# Data listing:
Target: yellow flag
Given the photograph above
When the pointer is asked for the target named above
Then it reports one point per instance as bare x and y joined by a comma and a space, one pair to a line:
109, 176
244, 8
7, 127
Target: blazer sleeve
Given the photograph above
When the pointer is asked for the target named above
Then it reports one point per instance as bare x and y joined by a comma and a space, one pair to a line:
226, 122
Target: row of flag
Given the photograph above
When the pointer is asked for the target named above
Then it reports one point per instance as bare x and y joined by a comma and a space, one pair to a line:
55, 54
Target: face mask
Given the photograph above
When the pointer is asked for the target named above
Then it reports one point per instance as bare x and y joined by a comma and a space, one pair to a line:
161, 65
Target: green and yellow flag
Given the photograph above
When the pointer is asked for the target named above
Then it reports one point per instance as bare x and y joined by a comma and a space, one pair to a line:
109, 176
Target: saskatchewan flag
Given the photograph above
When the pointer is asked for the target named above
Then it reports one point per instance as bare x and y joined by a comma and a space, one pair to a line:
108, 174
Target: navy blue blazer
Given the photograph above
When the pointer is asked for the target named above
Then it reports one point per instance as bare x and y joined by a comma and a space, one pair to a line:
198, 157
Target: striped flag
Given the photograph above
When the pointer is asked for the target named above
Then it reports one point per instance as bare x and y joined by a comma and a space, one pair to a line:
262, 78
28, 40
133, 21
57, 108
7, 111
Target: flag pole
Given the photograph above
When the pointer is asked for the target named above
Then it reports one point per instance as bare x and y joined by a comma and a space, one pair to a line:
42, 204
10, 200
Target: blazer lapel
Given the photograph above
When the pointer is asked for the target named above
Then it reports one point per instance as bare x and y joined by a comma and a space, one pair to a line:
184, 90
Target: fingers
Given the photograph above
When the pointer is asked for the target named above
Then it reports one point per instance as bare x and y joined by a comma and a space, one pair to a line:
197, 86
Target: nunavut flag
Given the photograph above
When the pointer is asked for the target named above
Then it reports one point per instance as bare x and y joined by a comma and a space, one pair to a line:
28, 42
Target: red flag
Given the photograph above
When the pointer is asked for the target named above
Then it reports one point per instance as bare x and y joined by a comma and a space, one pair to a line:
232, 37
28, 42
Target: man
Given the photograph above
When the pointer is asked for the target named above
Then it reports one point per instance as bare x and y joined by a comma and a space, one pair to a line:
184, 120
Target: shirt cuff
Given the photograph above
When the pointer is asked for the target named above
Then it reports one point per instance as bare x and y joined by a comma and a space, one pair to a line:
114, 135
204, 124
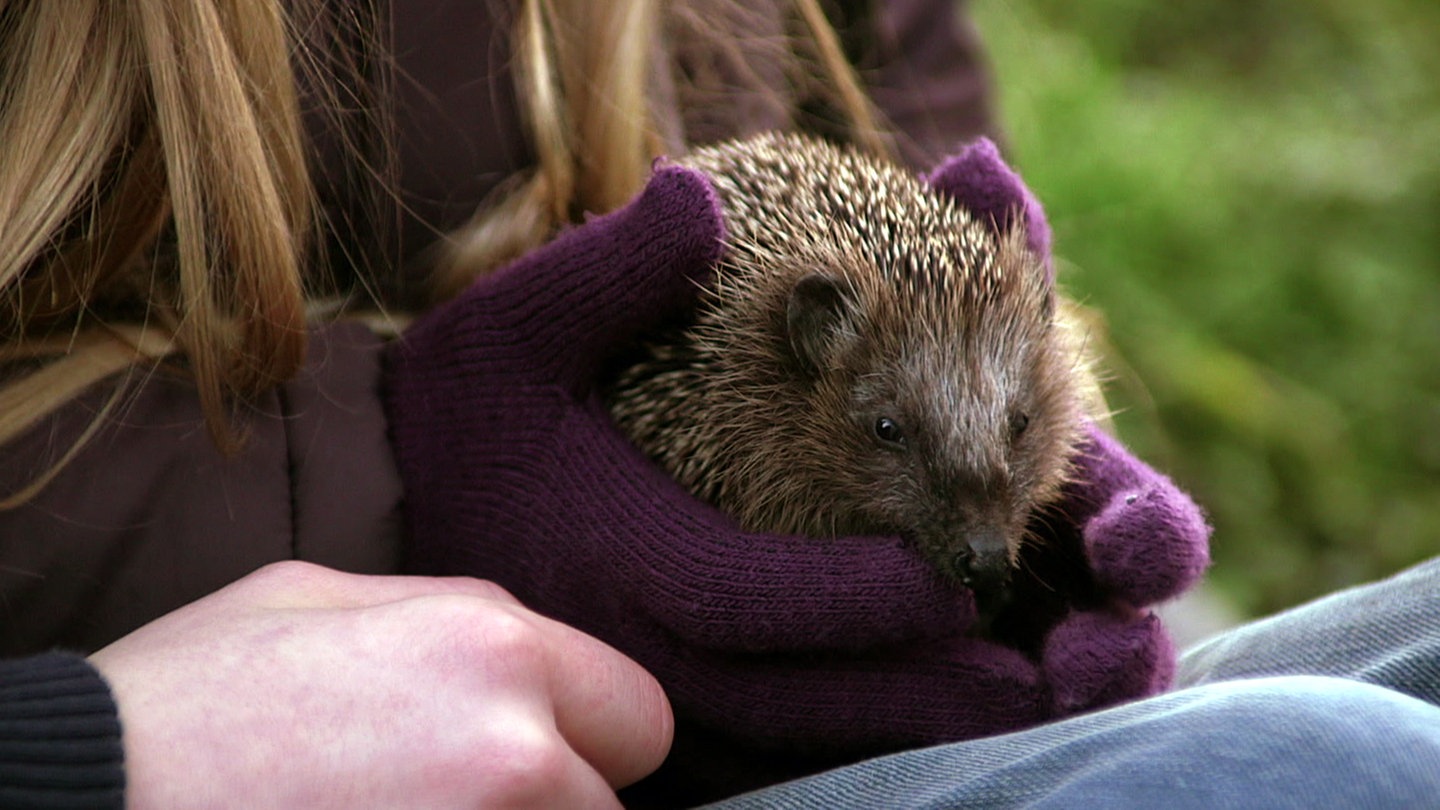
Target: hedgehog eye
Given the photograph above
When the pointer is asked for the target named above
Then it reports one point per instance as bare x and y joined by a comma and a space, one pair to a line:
1017, 424
889, 431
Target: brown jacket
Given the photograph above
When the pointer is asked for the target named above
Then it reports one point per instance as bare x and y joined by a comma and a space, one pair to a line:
150, 516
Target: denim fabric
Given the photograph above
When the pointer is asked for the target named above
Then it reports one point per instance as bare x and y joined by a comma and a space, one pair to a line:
1387, 633
1314, 708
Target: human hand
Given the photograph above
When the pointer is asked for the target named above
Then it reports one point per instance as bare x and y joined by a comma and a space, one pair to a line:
781, 655
301, 686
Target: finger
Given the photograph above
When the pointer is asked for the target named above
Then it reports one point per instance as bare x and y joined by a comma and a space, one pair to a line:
306, 585
540, 771
606, 706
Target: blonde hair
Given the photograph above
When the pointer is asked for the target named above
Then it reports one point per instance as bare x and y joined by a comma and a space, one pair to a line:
154, 199
156, 205
599, 113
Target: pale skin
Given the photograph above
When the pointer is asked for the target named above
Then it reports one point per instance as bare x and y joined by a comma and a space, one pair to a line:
300, 686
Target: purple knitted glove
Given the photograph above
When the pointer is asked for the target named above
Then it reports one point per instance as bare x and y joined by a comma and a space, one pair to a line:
779, 655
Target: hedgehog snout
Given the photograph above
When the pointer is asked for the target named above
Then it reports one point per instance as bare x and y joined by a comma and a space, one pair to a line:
982, 561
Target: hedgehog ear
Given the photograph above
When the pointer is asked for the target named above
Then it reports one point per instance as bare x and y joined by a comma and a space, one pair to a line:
994, 193
818, 314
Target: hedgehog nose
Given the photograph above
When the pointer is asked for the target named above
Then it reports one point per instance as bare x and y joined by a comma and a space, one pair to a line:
984, 562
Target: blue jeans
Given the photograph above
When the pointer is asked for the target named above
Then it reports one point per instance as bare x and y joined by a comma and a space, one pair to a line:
1335, 704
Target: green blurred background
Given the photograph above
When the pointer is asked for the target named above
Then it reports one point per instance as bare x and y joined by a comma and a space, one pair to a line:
1249, 193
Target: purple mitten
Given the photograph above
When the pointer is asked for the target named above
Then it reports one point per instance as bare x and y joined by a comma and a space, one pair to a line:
779, 655
1123, 536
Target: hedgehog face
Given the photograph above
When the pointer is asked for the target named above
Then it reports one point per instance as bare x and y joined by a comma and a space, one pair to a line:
958, 427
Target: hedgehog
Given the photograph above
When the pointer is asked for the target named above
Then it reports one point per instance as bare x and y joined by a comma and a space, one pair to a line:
869, 358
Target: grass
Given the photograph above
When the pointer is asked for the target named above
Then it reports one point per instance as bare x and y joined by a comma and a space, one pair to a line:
1249, 193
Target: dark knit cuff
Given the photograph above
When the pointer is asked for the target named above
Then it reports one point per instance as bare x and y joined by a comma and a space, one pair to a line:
59, 735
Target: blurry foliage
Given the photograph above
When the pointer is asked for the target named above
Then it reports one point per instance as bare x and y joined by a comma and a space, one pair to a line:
1249, 193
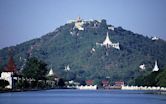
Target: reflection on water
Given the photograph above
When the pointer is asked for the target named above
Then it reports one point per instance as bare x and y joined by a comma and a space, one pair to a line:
81, 97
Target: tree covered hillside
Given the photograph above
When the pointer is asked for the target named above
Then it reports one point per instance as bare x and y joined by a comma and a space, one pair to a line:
80, 49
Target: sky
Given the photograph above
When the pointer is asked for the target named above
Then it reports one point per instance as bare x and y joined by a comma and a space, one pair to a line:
23, 20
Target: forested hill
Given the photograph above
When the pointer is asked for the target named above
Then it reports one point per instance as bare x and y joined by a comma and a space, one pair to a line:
78, 45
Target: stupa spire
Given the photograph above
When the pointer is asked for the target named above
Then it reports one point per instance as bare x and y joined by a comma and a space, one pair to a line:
156, 68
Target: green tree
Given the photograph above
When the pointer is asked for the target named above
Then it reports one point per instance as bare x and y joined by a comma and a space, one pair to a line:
35, 69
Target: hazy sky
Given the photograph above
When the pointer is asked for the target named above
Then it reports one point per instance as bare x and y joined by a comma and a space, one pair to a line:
22, 20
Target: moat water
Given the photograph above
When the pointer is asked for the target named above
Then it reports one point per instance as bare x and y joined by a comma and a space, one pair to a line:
69, 96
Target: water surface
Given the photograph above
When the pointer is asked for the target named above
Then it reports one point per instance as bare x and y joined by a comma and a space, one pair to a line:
81, 97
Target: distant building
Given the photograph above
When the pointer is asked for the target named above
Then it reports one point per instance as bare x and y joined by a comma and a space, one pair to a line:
155, 38
89, 82
142, 67
106, 84
9, 71
119, 83
67, 68
107, 43
156, 68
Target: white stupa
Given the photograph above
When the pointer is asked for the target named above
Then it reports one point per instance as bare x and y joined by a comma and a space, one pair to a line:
156, 68
142, 67
67, 68
107, 43
155, 38
51, 73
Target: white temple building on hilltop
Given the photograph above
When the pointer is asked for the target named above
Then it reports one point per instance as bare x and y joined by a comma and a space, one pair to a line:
155, 38
79, 24
156, 68
67, 68
50, 73
142, 67
107, 43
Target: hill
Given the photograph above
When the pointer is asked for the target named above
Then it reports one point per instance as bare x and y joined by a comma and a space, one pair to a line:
78, 44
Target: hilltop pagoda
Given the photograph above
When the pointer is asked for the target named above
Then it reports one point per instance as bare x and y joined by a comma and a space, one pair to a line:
107, 43
9, 72
156, 68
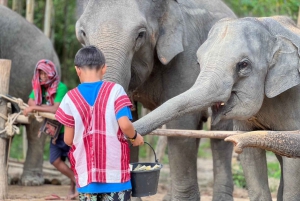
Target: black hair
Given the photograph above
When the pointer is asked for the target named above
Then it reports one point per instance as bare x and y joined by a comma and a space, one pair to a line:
91, 57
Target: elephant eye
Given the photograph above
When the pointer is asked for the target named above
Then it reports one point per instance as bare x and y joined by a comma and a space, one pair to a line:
244, 68
142, 33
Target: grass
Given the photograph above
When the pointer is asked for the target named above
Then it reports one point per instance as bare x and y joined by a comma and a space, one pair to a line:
203, 152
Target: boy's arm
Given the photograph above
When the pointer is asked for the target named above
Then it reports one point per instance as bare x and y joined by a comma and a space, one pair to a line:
42, 108
69, 135
128, 129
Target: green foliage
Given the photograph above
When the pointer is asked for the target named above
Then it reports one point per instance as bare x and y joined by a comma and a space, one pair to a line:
264, 8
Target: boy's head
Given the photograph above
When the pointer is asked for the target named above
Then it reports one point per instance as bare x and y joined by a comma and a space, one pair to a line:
89, 57
89, 64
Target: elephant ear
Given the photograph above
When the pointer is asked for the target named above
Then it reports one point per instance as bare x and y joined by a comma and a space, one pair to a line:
284, 68
172, 33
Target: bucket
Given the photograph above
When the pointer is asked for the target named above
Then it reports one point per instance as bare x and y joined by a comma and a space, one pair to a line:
144, 183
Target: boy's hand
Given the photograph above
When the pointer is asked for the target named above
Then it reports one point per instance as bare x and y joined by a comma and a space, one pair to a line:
27, 110
139, 140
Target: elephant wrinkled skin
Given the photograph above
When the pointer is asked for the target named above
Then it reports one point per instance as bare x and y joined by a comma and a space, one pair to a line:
25, 45
150, 49
249, 73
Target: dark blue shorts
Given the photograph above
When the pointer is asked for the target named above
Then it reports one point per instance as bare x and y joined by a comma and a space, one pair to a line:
58, 150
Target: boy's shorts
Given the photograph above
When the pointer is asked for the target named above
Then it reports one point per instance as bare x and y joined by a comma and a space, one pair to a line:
117, 196
58, 150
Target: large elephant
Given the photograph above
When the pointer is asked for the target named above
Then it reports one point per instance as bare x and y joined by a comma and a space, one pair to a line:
150, 49
25, 45
249, 73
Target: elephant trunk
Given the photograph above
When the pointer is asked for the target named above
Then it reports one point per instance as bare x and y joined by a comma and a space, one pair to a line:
196, 99
284, 143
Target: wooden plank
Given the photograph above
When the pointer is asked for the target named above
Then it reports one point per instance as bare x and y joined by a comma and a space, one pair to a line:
194, 133
5, 66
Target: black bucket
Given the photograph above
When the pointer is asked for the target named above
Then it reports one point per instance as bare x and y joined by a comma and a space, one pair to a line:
144, 183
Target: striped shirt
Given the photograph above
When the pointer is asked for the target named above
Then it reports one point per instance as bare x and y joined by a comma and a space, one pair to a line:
100, 152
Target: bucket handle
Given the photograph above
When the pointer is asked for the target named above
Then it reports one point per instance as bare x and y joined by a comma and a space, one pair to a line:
156, 160
153, 151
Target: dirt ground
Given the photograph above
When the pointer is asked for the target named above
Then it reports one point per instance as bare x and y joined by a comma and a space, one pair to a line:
205, 180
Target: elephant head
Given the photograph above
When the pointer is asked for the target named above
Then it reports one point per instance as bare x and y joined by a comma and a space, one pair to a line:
132, 35
242, 62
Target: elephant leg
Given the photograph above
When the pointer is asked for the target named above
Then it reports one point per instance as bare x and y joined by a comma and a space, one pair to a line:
281, 183
134, 151
222, 157
254, 165
291, 178
182, 154
223, 183
33, 167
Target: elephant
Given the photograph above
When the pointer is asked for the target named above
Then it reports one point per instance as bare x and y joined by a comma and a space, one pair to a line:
24, 44
150, 49
283, 143
249, 73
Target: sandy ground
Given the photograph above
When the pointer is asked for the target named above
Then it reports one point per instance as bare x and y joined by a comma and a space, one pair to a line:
205, 180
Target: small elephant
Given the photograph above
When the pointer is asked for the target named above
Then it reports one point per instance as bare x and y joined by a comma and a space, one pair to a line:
24, 44
249, 73
150, 48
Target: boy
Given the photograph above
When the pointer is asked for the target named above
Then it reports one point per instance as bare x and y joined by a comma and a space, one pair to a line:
46, 96
96, 116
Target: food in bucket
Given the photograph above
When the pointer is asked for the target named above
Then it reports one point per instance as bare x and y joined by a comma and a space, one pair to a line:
145, 168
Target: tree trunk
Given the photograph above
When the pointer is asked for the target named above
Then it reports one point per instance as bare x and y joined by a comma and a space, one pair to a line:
5, 66
47, 22
30, 11
3, 2
17, 6
65, 69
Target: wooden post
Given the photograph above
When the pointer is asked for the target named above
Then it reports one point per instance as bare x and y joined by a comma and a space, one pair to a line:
5, 66
25, 141
30, 10
3, 2
17, 6
298, 24
161, 146
47, 22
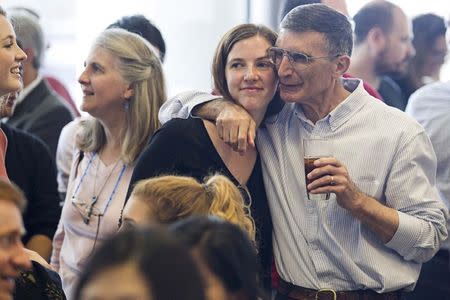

# Exercise description:
Nothing but a number should be given: the count of lines in the entries that contain the word "shirt".

# Exercise solution:
2